-- BEGIN --

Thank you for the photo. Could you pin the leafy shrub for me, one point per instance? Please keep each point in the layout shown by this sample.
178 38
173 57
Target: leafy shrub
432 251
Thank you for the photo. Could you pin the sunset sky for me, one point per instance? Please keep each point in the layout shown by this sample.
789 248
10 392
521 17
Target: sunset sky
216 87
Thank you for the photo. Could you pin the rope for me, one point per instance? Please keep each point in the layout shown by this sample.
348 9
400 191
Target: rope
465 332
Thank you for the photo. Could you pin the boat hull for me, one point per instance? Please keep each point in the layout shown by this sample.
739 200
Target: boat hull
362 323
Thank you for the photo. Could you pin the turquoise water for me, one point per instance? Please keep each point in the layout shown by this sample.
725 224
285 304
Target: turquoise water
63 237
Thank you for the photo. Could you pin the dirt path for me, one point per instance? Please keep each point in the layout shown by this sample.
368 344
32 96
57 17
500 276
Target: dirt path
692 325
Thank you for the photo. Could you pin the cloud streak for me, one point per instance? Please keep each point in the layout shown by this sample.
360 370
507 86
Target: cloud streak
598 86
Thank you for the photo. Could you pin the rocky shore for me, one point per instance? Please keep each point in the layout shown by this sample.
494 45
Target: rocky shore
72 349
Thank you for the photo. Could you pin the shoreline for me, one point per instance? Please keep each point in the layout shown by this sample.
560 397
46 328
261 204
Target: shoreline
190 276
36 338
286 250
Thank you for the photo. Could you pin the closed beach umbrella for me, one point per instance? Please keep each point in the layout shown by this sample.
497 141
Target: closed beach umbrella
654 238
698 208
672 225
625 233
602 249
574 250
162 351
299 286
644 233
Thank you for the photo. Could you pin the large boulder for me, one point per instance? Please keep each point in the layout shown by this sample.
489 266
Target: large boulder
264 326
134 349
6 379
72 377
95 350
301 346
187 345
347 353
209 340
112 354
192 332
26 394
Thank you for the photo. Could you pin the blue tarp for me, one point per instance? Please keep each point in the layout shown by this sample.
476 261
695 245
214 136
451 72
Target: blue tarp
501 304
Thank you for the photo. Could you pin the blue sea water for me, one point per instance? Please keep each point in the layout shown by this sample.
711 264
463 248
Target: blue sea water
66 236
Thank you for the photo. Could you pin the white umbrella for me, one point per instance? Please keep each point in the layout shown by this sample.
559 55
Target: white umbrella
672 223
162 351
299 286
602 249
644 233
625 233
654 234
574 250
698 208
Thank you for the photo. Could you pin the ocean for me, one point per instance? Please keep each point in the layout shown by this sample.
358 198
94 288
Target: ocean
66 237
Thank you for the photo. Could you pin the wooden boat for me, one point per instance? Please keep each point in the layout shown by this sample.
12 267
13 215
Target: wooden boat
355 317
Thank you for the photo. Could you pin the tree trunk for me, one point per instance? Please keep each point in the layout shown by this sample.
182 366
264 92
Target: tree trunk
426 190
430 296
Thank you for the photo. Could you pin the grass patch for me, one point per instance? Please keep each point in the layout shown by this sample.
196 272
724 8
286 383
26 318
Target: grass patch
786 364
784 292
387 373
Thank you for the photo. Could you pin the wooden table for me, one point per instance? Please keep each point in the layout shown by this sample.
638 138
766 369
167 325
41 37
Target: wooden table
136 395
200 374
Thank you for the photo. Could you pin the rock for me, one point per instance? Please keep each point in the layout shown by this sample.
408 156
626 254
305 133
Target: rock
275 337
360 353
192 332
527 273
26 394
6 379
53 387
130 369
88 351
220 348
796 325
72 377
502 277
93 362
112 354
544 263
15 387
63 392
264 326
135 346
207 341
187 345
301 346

-- END --

# Task objective
Every entry should be output exactly as written, please.

# Task result
Thank you for the photo. Could you pin the leafy shrub for me, one point per instance? Please keep each point in the layout shown by this sample.
178 38
173 57
Target: leafy shrub
432 251
Thank you for the photo. Could you pin the sunset sky for me, one point per instance? Please keep each point in the layout shown by this sample.
789 248
10 392
521 17
Target: sunset sky
216 87
Thank you for the photo. Could you pin the rope for me, one point per instance? Please keep each point in the layout shown by this sample.
348 9
400 191
Target: rope
465 332
Thank you for the photo. Could you pin the boat hull for me, one point per instance? Please keep each point in the layout shown by this sample.
739 200
Target: boat hull
362 323
Thank you for the photo. Could you pin the turquoise water for me, one point per instance? Please keep each point in the layout shown by this sample.
725 224
285 304
Target: turquoise water
63 237
Thank you for the photo. Could you pin the dirt path for me, one point per instance? Please keep each point in the layout shown by this sample.
368 344
32 96
57 17
500 276
Target: dirt path
692 325
Thank you for the photo. Could you pin the cloud streak for me, one point per instance? Please keep each point in the layout shown by this sample.
360 370
507 86
Target: cloud streak
598 86
Thank you for the photo. Could you pin the rocky shore for me, one point per instance? Please keep each point in the layout shown by this sample.
494 45
Target: rocky shore
72 349
Thank you for the photo. Could you pin the shoreline for me, one point per instance? Please keep each point in the layout shown by this sample.
560 397
46 328
261 204
Target: shoreline
190 276
36 338
286 250
Thank you for the photo. Could you pin the closed beach umbrella for me, one point per instance? Please keep each point in the layout shown by this sample.
497 141
Target: closed beach umbrella
654 238
698 208
672 225
625 233
602 249
574 250
162 351
299 286
644 233
Thank you for the photo. Could you pin the large boulder for me, one point per instance? Please keep each point in the layout shown by this sample.
489 266
Target: large boulder
264 326
134 349
6 379
72 377
95 350
301 346
187 345
347 353
209 340
112 354
192 332
26 394
Thank you for the photo. Could you pin the blue tarp for me, one point per instance? Please keep each point in the layout shown by this sample.
476 261
695 245
214 136
451 72
Target: blue tarp
501 304
Thank you for the photo. Could you pin the blue sea water for me, one point per instance? Please keep each point in the layout shown by this sample.
711 264
463 248
Target: blue sea water
66 236
Thank you for the photo. Could you pin the white umbrella for me, one point per instance? Please keep each point in the layout shown by this sample.
559 55
Target: white umbrella
672 223
162 351
299 286
602 249
644 233
625 233
654 234
574 250
698 208
Thank you for the photo. Could you pin the ocean for me, one point per instance? Please keep each point in the layout shown by this sample.
358 198
94 288
Target: ocean
66 237
Thank you for the photo. Could you pin the wooden boat for me, one point per instance? Please keep each point in the layout shown by this sample.
12 267
13 215
Target: wooden boat
355 317
Thank you for the photo. Could you pin the tree trunk for me, one point per instance? Please keep each point in the layout shown by this sample.
182 366
264 92
Target: tree trunk
426 190
430 296
Thank you for the photo. Could you pin the grass patch for me, one point per instance? Please keep each point in the layout shown by this sample.
196 272
724 8
286 383
26 318
Target: grass patch
786 364
784 292
387 373
Thank you for the photo. Could you pin the wooden table for me, one point per instance? Please keep each point in the layout shown by this sample.
638 138
766 369
167 325
41 37
Target: wooden table
136 395
200 374
Thank you for the photo. Could you pin the rock for me, one point per instance? Please keep each point in the layout shown by this sample.
408 156
626 254
305 133
Target: rock
275 337
360 353
192 332
527 273
26 394
6 379
53 387
130 369
88 351
220 348
796 325
72 377
502 277
93 362
112 354
544 263
15 387
63 392
264 326
135 346
207 341
187 345
301 346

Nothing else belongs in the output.